→ **DESCRIPTION OF THE TASK**: Please rewrite the paragraph beginning "GLM-5.2 is Z.ai’s latest flagship open model" from the guide below on running GLM-5.2 locally as a short bulleted list that keeps its main facts.

→ **EXCERPTED TEXT**:
How to Run GLM-5.2 Locally Using RunPod and llama.cpp

Run GLM-5.2 privately with llama.cpp, secure it with your own API key, test it through the Web UI and cURL, and connect it to OpenCode for a powerful local coding workflow.

30 iun. 2026 · 9 min. citire

GLM-5.2 is Z.ai’s latest flagship open model, built for long-horizon coding, reasoning, and agentic engineering tasks. It comes with a 1M-token context window, multiple thinking modes, tool-calling support, and improvements designed to help the model stay consistent across large codebases and multi-step tasks.

While the full model is massive, GGUF quantizations make it possible to run GLM-5.2 locally using llama.cpp on the right hardware.

Source: GLM-5.2: Built for Long-Horizon Tasks

In this guide, I will show you how to install the prebuilt llama.cpp package and use it to serve GLM-5.2 on a RunPod GPU instance.

You will start the server with an API key, test its OpenAI-compatible endpoint with cURL, and use llama.cpp’s built-in Web UI in your browser.

Next, you will expose the server through RunPod’s proxy URL so it can be reached securely from your laptop or other applications.

Finally, you will connect that hosted GLM-5.2 server to OpenCode running locally beside your project, allowing OpenCode to read files, edit code, run tests, and use your local shell while GLM-5.2 handles the reasoning remotely.

1. Configure a RunPod GPU Instance for GLM-5.2

Go to your RunPod dashboard and create a new Pod. Before launching it, make sure your account has at least $25 in credit, as GLM-5.2 requires a large multi-GPU setup.

Select a machine with 4× RTX PRO 6000 GPUs, which provides:

384 GB VRAM
752 GB system RAM
At least 550 GB of disk space

Before deploying, edit the Pod template. Increase the container disk space to at least 550 GB and add the following under Expose HTTP Ports:

This port will be used later for the llama.cpp server, Web UI, and OpenAI-compatible API.

For faster and more reliable model downloads, add your Hugging Face token as an environment variable in the template:

HF_TOKEN=your_hugging_face_token

Once everything is configured, deploy the Pod. After it starts, click Connect and open JupyterLab. Launch a new terminal and run:

nvidia-smi

You should see all four RTX PRO 6000 GPUs listed and available. This confirms that the Pod is ready to download and run GLM-5.2.

2. Install llama.cpp to Serve the GLM-5.2 Model

Rather than compiling llama.cpp from source, install the latest prebuilt version using the official llama.app installer. Run the following command in your JupyterLab terminal:

curl -LsSf https://llama.app/install.sh | sh

Next, add the llama.cpp installation folder to your PATH so you can run the llama command from any terminal:

echo 'export PATH="$HOME/.local/bin:$PATH"' >> ~/.bashrc

Reload your Bash configuration to apply the change:

source ~/.bashrc

Finally, confirm that llama.cpp was installed correctly:

llama help

You should see the available llama.cpp commands.

3. Configure Your Hugging Face Cache and API Security

Next, configure a persistent location for the model files.

RunPod’s /workspace directory remains available even when you pause the pod, so it is a better place to store the Hugging Face cache than the default location.

(Collected data)

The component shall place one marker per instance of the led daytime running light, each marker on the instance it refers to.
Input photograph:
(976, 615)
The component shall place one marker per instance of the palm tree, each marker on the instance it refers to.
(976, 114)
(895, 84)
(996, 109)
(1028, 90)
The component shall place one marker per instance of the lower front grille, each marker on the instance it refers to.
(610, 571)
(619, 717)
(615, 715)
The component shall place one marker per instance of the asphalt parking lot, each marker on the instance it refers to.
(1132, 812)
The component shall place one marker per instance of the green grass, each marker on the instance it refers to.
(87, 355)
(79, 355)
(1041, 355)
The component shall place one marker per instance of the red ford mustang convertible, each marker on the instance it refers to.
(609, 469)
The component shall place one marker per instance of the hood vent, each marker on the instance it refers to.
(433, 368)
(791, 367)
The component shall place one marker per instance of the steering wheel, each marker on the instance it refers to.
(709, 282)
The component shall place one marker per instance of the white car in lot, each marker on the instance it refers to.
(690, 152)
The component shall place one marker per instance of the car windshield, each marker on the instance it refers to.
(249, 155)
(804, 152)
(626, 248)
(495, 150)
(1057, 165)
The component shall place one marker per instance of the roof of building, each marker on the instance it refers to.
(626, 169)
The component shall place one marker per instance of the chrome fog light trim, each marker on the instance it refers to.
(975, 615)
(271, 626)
...
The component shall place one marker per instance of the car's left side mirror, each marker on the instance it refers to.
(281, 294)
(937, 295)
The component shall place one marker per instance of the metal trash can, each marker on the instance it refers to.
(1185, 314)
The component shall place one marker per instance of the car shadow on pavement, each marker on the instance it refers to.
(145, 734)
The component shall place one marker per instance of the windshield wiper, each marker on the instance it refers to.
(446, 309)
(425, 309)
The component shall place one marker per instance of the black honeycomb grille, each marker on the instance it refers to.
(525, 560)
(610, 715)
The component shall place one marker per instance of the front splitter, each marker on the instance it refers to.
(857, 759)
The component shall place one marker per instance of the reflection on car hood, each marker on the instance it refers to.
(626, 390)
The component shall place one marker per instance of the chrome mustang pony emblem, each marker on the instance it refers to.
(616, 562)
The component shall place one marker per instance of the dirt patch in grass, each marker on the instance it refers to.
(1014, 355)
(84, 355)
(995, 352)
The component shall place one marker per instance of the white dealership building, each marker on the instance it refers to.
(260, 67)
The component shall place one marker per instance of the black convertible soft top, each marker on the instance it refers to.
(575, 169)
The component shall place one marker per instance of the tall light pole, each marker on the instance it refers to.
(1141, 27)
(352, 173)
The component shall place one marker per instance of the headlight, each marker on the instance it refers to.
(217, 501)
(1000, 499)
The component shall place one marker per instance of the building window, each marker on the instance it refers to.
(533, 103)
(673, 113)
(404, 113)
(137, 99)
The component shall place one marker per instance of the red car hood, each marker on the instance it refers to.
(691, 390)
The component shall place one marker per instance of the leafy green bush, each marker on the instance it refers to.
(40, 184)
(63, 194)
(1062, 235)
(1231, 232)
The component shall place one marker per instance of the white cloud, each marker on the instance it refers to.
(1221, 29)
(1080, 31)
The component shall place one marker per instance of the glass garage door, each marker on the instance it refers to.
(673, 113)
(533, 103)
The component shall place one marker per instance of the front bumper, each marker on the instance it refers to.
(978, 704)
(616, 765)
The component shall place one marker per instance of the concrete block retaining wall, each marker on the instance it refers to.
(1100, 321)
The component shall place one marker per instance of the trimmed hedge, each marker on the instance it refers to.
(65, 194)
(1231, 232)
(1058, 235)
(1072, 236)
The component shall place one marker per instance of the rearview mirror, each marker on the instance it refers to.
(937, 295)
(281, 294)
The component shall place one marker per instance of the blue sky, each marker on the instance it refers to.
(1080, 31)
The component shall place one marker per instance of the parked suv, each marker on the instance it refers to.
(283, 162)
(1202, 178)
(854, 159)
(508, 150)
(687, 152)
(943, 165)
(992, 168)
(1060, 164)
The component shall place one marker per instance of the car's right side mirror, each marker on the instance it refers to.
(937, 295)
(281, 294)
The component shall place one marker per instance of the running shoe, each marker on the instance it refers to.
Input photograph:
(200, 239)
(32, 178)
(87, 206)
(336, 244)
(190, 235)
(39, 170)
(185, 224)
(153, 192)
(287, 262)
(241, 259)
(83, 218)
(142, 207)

→ **TASK OUTPUT**:
- GLM-5.2 is Z.ai’s latest flagship open model.
- It is built for long-horizon coding, reasoning, and agentic engineering tasks.
- It has a 1M-token context window.
- It offers multiple thinking modes and tool-calling support.
- Its improvements help it stay consistent across large codebases and multi-step tasks.